▸ **Material provided**

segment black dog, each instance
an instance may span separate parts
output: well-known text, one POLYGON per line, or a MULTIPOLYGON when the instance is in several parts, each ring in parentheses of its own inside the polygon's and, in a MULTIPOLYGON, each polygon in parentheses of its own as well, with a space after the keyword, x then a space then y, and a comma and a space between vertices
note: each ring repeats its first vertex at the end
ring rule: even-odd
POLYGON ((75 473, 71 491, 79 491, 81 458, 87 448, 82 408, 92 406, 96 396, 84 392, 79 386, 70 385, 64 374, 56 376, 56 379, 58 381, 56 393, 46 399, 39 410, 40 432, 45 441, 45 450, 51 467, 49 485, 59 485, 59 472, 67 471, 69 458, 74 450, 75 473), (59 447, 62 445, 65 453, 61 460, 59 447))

▸ **Work instruction**
The response should consist of every record, written out exactly as given.

▸ **Response for this exercise**
segment black dog, each instance
an instance may span separate parts
output: well-known text, one POLYGON per line, or a MULTIPOLYGON when the instance is in several parts, each ring in parentheses of its own inside the polygon's and, in a MULTIPOLYGON, each polygon in parentheses of its own as well, with a space after the keyword, x then a space then y, and a comma and a space between vertices
note: each ring repeats its first vertex at the end
ring rule: even-odd
POLYGON ((75 473, 71 491, 79 491, 81 458, 87 448, 82 408, 92 406, 96 396, 84 392, 79 386, 70 385, 64 374, 56 376, 56 379, 58 381, 56 393, 46 399, 39 410, 40 432, 45 441, 45 450, 51 467, 49 485, 59 485, 59 472, 67 471, 69 458, 74 450, 75 473), (59 447, 62 445, 65 453, 61 460, 59 447))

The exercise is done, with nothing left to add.